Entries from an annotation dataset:
################
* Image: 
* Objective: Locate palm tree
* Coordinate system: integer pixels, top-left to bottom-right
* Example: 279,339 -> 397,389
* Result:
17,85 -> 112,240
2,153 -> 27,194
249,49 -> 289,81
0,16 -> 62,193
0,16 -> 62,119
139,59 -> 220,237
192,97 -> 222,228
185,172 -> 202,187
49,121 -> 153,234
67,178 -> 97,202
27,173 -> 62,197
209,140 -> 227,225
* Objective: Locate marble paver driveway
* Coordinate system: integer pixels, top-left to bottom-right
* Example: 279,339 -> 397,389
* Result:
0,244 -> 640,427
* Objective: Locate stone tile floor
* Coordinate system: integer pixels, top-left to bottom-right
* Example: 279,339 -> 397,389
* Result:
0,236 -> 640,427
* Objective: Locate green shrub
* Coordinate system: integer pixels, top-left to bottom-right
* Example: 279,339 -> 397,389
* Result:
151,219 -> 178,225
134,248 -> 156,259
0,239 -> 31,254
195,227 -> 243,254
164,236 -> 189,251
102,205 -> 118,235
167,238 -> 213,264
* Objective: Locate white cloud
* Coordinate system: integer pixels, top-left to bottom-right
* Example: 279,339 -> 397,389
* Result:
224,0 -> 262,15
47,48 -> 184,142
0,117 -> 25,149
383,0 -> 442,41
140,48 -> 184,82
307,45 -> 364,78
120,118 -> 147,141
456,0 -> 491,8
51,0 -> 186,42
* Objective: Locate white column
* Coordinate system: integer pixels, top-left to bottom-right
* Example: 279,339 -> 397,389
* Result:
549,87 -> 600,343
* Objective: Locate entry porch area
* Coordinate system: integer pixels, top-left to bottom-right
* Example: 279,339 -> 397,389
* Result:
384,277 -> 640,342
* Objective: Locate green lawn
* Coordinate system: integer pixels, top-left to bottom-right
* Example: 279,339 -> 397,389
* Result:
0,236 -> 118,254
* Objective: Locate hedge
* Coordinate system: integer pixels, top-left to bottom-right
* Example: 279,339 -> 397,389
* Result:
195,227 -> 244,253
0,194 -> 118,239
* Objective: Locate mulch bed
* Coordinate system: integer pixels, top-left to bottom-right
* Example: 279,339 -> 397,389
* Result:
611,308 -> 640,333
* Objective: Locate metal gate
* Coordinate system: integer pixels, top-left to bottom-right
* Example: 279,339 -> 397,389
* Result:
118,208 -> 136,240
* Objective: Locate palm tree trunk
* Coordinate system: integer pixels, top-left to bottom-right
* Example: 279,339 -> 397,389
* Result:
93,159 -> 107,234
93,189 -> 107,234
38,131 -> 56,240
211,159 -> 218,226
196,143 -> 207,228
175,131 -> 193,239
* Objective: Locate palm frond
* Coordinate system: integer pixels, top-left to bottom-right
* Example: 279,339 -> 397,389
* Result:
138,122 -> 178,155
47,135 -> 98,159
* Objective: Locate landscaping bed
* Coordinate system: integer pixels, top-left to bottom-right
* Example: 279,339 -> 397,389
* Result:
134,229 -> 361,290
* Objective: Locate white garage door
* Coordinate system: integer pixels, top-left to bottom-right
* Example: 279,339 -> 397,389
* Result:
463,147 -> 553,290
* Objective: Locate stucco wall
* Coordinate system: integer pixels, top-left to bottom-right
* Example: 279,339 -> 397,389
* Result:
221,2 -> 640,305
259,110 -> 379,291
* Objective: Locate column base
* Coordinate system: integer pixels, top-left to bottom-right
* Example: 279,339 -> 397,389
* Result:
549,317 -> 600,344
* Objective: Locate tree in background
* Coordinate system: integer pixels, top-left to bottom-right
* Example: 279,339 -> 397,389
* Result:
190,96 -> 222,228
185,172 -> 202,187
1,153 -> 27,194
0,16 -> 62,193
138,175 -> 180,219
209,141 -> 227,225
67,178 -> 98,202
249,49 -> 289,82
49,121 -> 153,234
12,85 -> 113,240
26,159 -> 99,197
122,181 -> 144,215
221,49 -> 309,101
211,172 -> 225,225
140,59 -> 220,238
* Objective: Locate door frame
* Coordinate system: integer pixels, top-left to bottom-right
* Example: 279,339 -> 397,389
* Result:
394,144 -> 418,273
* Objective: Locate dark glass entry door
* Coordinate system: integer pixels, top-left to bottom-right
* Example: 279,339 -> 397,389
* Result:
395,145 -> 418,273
################
» Problem details:
Please render each line of the data above as a JSON list of strings, with one string per line and any blank lines omitted.

» Response:
[
  "* Image: ",
  "* Objective: Locate palm tree",
  "* Coordinate system: integer pixels, top-left to bottom-right",
  "* Example: 279,339 -> 397,389",
  "* Result:",
  "17,85 -> 112,240",
  "2,153 -> 27,194",
  "249,49 -> 289,81",
  "0,16 -> 62,193",
  "0,16 -> 62,119",
  "139,59 -> 220,237",
  "192,97 -> 222,228",
  "185,172 -> 202,187",
  "49,121 -> 153,234",
  "67,178 -> 97,202",
  "27,173 -> 62,197",
  "209,140 -> 227,225",
  "* Objective: Locate marble paver driveway",
  "* Coordinate system: integer pixels, top-left to bottom-right",
  "* Example: 279,339 -> 397,389",
  "* Result:",
  "0,244 -> 640,427",
  "* Objective: Locate stone tile floor",
  "* Coordinate system: integer pixels, top-left to bottom-right",
  "* Example: 279,339 -> 397,389",
  "* Result:",
  "0,236 -> 640,427",
  "* Objective: Locate green shrub",
  "* Coordinate system: integer pixels, top-left to bottom-right",
  "* Example: 279,339 -> 397,389",
  "* Result:",
  "151,219 -> 178,225",
  "134,248 -> 156,259",
  "0,239 -> 31,254",
  "195,227 -> 243,254",
  "164,236 -> 189,251",
  "102,205 -> 118,235",
  "167,238 -> 213,264",
  "* Objective: Locate white cloud",
  "* Coordinate system: integer pixels, top-left to bottom-right",
  "* Example: 279,339 -> 397,389",
  "* Result:",
  "224,0 -> 262,15",
  "47,48 -> 184,142",
  "0,117 -> 25,149",
  "383,0 -> 442,41",
  "140,48 -> 184,82",
  "307,45 -> 364,78",
  "120,118 -> 147,141",
  "456,0 -> 491,8",
  "51,0 -> 186,42",
  "* Objective: Locate white column",
  "* Coordinate system: integer pixels, top-left to bottom-right",
  "* Example: 279,339 -> 397,389",
  "* Result:",
  "549,87 -> 600,343",
  "* Objective: Locate entry porch area",
  "* Coordinate system: integer pixels, top-left to bottom-right",
  "* Example: 279,339 -> 397,389",
  "* Result:",
  "384,277 -> 640,342",
  "* Objective: Locate green lawn",
  "* Coordinate system: integer pixels, top-left to bottom-right",
  "* Example: 279,339 -> 397,389",
  "* Result:",
  "0,236 -> 118,254",
  "* Objective: Locate hedge",
  "* Coordinate system: integer pixels, top-left to bottom-right",
  "* Example: 279,339 -> 397,389",
  "* Result:",
  "195,227 -> 244,253",
  "0,194 -> 118,239",
  "* Objective: Locate mulch bed",
  "* Coordinate system: integer pixels, top-left to bottom-right",
  "* Example: 279,339 -> 397,389",
  "* Result:",
  "611,308 -> 640,333",
  "* Objective: Locate metal gate",
  "* Coordinate system: integer pixels, top-left to bottom-right",
  "* Example: 279,339 -> 397,389",
  "* Result:",
  "118,208 -> 136,240",
  "* Objective: Locate palm tree trunk",
  "* Coordinate system: integer pixels, top-left to bottom-right",
  "* Example: 279,339 -> 397,389",
  "* Result:",
  "93,159 -> 107,234",
  "93,189 -> 107,234",
  "38,131 -> 56,240",
  "211,159 -> 218,226",
  "196,143 -> 207,228",
  "175,131 -> 193,239",
  "* Objective: Locate palm frond",
  "* Coordinate system: integer pixels, top-left to bottom-right",
  "* Example: 279,339 -> 397,389",
  "* Result:",
  "138,122 -> 178,155",
  "47,135 -> 98,159",
  "* Objective: Locate landscaping bed",
  "* Coordinate system: integer pixels, top-left to bottom-right",
  "* Example: 279,339 -> 397,389",
  "* Result:",
  "134,229 -> 361,290",
  "* Objective: Locate white garage door",
  "* Coordinate system: integer pixels, top-left to bottom-right",
  "* Example: 279,339 -> 397,389",
  "* Result:",
  "463,147 -> 553,290",
  "* Objective: Locate stucco wall",
  "* Coordinate system: integer pixels, top-left to bottom-right",
  "* Example: 279,339 -> 397,389",
  "* Result:",
  "221,2 -> 640,305",
  "259,110 -> 379,291",
  "* Objective: Locate column base",
  "* Coordinate system: integer pixels, top-left to bottom-right",
  "* Example: 279,339 -> 397,389",
  "* Result:",
  "549,317 -> 600,344",
  "* Objective: Locate tree in background",
  "* Coordinate system: integer pixels, top-left to bottom-right",
  "* Example: 279,339 -> 397,389",
  "* Result:",
  "190,96 -> 222,228",
  "185,172 -> 202,187",
  "1,153 -> 27,194",
  "0,16 -> 62,193",
  "138,175 -> 180,219",
  "209,141 -> 227,225",
  "67,178 -> 98,202",
  "249,49 -> 289,82",
  "49,121 -> 153,234",
  "12,85 -> 113,240",
  "26,159 -> 99,197",
  "122,181 -> 144,215",
  "221,49 -> 309,101",
  "211,172 -> 225,225",
  "140,59 -> 220,238",
  "* Objective: Locate door frame",
  "* Coordinate system: integer pixels, top-left to bottom-right",
  "* Example: 279,339 -> 397,389",
  "* Result:",
  "394,144 -> 418,273",
  "* Objective: Locate dark glass entry door",
  "* Coordinate system: integer pixels, top-left to bottom-right",
  "* Example: 279,339 -> 397,389",
  "* Result:",
  "395,145 -> 418,273"
]